- [WORK TO BE COMPLETED]
The number needed is how many lines of the data hold the string "hand". Give that number and nothing more.
= = =
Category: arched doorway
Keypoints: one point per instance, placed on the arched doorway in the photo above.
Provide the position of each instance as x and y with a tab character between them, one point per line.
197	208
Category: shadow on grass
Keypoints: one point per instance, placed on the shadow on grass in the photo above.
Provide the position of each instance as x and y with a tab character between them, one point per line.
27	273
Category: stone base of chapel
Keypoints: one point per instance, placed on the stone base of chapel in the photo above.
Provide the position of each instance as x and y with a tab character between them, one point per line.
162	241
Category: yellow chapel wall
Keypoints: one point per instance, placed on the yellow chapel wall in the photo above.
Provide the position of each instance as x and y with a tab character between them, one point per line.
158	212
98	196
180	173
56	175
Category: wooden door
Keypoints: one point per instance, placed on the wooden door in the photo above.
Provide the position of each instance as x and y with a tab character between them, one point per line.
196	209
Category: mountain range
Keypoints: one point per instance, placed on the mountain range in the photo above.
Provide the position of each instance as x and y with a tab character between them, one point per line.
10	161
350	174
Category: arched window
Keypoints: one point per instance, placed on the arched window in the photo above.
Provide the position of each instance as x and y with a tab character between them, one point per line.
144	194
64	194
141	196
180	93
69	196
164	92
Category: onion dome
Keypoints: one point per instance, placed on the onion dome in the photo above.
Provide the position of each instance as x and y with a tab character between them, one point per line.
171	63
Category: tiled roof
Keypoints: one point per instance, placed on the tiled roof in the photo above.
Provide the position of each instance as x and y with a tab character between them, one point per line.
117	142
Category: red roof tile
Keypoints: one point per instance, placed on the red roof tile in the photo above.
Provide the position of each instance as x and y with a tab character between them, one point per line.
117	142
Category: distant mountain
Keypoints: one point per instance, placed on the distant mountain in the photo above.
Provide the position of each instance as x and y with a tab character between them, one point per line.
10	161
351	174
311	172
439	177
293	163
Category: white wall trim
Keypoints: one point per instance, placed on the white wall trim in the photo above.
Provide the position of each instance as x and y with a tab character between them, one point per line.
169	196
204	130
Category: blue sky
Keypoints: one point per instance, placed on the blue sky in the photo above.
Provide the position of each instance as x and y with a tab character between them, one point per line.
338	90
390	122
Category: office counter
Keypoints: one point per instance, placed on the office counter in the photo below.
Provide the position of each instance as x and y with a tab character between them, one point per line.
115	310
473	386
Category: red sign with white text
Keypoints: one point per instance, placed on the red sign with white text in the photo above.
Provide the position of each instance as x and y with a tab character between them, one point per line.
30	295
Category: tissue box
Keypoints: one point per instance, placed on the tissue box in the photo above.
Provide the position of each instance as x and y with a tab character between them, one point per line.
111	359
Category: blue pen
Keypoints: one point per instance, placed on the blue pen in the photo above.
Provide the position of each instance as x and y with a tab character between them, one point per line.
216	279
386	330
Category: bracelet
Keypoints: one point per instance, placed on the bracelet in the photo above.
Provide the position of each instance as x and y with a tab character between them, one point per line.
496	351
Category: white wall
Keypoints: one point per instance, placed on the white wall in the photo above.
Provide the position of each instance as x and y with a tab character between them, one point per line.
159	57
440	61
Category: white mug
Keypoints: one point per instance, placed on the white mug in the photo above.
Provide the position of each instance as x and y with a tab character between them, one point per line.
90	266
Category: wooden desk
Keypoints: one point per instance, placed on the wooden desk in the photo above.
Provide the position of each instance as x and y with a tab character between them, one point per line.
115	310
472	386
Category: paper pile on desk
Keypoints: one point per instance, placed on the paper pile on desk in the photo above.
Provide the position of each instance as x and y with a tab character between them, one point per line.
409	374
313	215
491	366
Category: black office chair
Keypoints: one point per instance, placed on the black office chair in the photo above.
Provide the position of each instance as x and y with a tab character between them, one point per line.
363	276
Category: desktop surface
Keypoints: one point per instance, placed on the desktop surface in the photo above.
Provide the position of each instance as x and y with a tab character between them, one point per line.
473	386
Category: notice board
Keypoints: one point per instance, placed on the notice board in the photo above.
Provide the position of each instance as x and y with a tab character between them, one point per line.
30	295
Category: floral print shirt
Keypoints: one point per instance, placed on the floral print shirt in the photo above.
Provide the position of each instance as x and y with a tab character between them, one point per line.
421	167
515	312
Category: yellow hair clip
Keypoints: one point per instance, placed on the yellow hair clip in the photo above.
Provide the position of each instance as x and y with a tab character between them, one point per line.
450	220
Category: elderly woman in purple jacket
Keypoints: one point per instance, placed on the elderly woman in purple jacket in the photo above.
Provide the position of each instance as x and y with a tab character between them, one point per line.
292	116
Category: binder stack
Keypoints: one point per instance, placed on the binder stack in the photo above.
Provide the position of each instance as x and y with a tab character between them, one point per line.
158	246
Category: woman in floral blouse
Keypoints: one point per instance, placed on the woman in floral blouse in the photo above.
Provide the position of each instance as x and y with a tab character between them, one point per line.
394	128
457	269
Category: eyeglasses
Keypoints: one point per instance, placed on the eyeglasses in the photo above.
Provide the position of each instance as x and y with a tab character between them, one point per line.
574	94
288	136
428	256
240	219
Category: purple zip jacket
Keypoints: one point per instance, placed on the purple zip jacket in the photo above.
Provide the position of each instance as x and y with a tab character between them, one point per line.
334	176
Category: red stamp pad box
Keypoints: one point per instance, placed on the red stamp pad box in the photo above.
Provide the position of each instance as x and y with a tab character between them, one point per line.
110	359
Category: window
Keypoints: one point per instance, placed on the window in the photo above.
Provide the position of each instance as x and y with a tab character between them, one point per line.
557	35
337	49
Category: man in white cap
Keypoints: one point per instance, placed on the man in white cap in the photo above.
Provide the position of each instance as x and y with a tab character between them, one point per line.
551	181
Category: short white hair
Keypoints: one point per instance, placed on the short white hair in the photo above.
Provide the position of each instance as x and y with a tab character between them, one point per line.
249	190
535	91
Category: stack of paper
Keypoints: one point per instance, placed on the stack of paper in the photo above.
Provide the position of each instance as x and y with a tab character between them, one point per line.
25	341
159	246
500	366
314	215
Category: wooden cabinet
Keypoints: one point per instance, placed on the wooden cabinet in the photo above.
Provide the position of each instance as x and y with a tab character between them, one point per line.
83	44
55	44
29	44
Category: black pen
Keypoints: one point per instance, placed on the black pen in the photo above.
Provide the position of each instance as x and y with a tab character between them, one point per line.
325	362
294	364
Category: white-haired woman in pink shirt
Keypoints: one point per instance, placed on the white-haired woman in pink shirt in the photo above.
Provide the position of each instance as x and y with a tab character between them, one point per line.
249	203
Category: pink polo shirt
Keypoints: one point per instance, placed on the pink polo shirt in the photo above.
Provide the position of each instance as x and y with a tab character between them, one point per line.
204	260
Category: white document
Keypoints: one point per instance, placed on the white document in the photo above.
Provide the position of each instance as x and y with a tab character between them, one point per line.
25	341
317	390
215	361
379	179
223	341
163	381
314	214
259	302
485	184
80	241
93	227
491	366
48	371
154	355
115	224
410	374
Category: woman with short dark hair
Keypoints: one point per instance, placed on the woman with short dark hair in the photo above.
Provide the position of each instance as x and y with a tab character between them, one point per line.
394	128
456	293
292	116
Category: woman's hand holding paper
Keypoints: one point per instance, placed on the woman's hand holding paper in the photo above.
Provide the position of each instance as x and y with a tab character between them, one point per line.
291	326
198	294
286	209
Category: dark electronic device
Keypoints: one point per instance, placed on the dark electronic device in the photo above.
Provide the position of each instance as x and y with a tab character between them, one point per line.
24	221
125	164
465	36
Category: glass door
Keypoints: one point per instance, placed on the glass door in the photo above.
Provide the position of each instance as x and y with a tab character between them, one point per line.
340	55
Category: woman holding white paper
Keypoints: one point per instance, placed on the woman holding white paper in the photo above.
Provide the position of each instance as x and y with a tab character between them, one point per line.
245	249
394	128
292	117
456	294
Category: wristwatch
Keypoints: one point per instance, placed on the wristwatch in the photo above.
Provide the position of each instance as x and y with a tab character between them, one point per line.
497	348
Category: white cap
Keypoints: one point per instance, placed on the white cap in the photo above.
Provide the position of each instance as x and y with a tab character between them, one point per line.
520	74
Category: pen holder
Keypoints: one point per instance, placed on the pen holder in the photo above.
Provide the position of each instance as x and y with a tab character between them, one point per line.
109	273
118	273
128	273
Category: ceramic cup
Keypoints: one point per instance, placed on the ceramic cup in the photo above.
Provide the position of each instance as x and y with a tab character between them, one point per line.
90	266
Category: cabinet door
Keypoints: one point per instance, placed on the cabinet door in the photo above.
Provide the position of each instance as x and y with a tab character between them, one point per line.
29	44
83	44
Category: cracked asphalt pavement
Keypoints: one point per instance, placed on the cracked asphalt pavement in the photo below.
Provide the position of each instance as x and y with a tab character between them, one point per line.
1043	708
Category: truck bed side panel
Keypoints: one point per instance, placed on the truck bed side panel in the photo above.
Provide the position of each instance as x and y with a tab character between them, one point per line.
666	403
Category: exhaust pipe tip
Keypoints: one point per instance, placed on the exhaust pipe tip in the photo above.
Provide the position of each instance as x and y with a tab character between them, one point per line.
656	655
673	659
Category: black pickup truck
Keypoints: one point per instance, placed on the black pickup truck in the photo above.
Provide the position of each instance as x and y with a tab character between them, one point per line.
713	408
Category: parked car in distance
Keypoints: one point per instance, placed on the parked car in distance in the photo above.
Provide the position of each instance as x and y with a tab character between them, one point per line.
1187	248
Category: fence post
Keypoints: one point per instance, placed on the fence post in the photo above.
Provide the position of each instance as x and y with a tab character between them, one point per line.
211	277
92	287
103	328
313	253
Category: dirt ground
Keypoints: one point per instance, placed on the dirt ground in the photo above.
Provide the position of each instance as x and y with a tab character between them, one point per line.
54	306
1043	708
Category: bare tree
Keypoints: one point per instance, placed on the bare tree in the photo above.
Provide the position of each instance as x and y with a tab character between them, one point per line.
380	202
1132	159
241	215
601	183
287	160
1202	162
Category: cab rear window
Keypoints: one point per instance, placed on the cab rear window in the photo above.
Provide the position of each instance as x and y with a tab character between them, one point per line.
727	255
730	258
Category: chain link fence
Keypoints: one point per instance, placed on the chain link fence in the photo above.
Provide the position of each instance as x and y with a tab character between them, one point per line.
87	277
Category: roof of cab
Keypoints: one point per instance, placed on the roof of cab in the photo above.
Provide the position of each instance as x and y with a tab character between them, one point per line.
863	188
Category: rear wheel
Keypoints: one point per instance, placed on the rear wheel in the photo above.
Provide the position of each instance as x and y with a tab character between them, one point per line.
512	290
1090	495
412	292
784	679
= = =
- [RESPONSE AREA]
2